• Required work: Render every one of the lines below as a Markdown table with two columns, "No." holding the row number and "Line" holding the line itself, and omit any blank lines.

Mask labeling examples
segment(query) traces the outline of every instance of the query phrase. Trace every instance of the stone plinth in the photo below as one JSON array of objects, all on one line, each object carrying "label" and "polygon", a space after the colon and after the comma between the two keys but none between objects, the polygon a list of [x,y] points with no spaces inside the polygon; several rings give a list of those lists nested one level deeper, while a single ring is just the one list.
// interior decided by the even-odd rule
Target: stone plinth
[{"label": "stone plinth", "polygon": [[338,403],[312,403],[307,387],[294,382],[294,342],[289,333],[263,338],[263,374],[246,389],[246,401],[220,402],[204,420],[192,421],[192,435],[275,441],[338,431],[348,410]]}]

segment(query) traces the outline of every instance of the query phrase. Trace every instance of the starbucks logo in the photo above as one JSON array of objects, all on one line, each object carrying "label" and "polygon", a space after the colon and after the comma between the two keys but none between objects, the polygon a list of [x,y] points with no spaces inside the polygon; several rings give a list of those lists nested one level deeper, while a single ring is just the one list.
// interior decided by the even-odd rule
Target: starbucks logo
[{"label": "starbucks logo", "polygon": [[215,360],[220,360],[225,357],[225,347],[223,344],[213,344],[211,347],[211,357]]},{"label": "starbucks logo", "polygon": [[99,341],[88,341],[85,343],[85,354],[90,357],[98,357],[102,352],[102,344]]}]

• Final answer:
| No. | Line |
|---|---|
| 1 | segment(query) traces the outline of every instance of the query phrase. Trace every instance of the stone plinth in the photo below as one JSON array of objects, all on one line, each object carrying "label" and "polygon", a space after the colon and after the comma between the two keys but none between objects, the polygon a list of [x,y] points with no spaces inside the polygon; several rings give a list of those lists nested one level deeper, while a single ring is just the one list. |
| 2 | // interior decided by the even-odd rule |
| 3 | Target: stone plinth |
| 4 | [{"label": "stone plinth", "polygon": [[338,403],[312,403],[307,387],[294,382],[294,342],[289,333],[263,338],[263,374],[246,389],[246,401],[220,402],[204,420],[192,421],[192,435],[275,441],[338,431],[348,410]]}] |
| 5 | segment(query) traces the outline of every instance of the query phrase. Trace every instance of the starbucks logo in the photo above as one JSON array of objects, all on one line, each object carrying "label" and "polygon", a space after the colon and after the comma between the two keys but none between objects, the polygon a list of [x,y] points with no spaces inside the polygon; several rings give a list of those lists nested one level deeper, while a single ring is just the one list. |
| 6 | // interior decided by the even-odd rule |
| 7 | Target: starbucks logo |
| 8 | [{"label": "starbucks logo", "polygon": [[215,360],[220,360],[225,357],[225,347],[223,344],[213,344],[211,347],[211,357]]},{"label": "starbucks logo", "polygon": [[99,341],[88,341],[85,343],[85,354],[90,357],[98,357],[102,352],[102,344]]}] |